■ **저장된 행**
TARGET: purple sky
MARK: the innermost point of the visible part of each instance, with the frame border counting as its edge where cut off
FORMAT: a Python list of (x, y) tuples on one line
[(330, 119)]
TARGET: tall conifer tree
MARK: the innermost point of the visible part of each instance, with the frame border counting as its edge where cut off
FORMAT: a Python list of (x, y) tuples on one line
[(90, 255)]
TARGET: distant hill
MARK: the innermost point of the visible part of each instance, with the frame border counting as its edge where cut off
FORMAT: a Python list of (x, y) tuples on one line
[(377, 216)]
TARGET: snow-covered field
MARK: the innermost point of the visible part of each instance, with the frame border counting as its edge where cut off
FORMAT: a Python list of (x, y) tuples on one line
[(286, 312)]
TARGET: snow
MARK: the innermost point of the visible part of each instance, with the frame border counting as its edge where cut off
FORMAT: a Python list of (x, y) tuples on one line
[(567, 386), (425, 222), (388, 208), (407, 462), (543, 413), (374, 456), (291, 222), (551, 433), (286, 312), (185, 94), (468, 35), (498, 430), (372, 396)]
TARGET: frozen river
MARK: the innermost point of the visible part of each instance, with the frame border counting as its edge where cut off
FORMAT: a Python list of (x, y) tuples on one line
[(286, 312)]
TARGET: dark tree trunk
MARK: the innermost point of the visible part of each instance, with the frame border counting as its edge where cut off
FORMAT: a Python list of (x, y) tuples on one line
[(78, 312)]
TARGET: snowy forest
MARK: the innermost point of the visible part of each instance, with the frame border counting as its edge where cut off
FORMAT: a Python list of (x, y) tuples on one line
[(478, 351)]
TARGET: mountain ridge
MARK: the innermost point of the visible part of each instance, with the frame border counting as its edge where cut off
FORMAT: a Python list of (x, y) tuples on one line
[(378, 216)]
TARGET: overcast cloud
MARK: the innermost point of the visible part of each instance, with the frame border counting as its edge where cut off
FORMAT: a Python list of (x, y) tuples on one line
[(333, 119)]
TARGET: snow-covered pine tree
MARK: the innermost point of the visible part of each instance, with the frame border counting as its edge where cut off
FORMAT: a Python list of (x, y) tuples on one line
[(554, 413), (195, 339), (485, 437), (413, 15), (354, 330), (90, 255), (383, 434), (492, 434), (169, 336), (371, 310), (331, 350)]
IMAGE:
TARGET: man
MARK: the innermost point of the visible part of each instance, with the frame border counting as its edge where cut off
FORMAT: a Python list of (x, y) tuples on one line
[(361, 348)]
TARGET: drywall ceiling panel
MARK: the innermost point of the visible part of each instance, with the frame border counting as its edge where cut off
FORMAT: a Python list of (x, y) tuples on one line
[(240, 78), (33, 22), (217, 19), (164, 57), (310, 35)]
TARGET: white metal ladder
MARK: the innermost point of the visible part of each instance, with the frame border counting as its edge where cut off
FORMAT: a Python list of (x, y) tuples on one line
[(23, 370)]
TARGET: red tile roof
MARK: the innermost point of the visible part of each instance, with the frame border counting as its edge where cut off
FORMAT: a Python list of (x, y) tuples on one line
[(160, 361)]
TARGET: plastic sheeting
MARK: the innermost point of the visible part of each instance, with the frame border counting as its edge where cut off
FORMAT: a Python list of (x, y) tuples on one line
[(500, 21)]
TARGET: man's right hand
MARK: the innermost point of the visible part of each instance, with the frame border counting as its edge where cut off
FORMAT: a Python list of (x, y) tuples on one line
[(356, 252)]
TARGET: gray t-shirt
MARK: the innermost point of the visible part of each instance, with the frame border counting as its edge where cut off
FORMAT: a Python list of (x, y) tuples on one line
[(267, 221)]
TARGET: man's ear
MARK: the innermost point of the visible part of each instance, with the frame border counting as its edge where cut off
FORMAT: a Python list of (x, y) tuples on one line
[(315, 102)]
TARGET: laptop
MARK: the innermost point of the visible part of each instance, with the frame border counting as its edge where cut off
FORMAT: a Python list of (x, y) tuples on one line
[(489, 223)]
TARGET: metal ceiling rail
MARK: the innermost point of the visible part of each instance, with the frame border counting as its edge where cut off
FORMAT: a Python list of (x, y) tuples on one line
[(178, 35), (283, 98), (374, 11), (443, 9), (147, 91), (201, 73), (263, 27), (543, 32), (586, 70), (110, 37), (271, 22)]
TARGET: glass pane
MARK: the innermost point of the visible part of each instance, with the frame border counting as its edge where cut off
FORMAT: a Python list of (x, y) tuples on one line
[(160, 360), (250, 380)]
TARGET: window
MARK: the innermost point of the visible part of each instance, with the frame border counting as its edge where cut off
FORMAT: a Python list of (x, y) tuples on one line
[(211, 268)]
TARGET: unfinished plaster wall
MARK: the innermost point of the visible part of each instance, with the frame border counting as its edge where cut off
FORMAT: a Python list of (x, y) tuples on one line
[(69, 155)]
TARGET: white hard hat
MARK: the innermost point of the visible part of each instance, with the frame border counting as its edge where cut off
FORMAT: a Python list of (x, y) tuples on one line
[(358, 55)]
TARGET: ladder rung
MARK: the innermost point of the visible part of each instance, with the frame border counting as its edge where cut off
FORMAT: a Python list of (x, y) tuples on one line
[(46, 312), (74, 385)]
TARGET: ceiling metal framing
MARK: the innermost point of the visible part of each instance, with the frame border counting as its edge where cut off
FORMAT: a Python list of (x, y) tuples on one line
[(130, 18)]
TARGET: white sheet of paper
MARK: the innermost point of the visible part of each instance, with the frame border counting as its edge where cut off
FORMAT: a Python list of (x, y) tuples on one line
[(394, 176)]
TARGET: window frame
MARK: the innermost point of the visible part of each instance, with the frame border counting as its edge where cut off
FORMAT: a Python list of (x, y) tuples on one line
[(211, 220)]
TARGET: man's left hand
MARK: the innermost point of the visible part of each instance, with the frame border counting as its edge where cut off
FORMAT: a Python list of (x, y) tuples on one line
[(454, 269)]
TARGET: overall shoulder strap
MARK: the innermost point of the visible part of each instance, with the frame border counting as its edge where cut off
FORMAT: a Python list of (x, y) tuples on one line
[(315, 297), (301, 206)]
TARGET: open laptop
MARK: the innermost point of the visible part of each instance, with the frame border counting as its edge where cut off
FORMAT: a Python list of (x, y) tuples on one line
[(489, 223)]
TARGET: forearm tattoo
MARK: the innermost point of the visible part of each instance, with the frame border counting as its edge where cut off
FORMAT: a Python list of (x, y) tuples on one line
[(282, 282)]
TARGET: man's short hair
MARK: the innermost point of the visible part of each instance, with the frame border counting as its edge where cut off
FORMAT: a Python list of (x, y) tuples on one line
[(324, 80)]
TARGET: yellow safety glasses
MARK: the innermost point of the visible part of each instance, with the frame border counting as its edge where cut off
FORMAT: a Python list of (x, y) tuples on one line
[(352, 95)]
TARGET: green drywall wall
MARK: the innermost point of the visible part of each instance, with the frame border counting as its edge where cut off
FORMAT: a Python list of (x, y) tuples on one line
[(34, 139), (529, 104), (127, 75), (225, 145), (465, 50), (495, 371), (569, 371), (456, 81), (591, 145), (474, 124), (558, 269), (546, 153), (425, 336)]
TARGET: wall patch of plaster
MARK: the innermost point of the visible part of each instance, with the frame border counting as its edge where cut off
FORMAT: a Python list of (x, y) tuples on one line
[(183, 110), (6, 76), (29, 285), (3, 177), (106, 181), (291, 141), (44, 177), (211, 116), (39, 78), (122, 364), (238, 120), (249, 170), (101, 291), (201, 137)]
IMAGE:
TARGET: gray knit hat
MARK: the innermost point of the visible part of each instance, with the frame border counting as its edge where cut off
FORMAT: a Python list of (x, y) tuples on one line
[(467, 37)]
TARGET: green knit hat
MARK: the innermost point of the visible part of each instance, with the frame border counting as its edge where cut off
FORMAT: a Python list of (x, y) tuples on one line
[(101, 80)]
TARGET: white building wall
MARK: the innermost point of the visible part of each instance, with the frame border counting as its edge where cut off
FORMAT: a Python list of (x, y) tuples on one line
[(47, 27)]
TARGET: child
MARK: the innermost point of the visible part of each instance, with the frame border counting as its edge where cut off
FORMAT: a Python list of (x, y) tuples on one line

■ **과제 안내**
위 목록에서 "TARGET: snow-covered field"이 들어 있는 줄부터 "[(78, 312)]"가 들어 있는 줄까지, 두 줄을 포함한 그 사이의 줄만 그대로 베껴 써 주세요.

■ **과제 결과**
TARGET: snow-covered field
MARK: the innermost point of the visible part of each instance, with the frame border counting as its edge where cut off
FORMAT: a Python list of (x, y) tuples on one line
[(286, 312)]
TARGET: snow
MARK: the innermost point of the visible part of each instance, with the frame border counting as its edge where cut off
FORMAT: a Python list of (x, y) tuples on one line
[(567, 386), (425, 222), (388, 208), (407, 462), (543, 413), (374, 456), (291, 222), (551, 433), (286, 312), (185, 94), (468, 35), (498, 430), (372, 396)]
TARGET: frozen river
MARK: the innermost point of the visible part of each instance, with the frame border counting as its edge where cut off
FORMAT: a Python list of (x, y) tuples on one line
[(286, 312)]
TARGET: dark tree trunk
MARK: the innermost point of the visible part of each instance, with the frame border counting as its edge where cut off
FORMAT: a Python list of (x, y) tuples on one line
[(78, 312)]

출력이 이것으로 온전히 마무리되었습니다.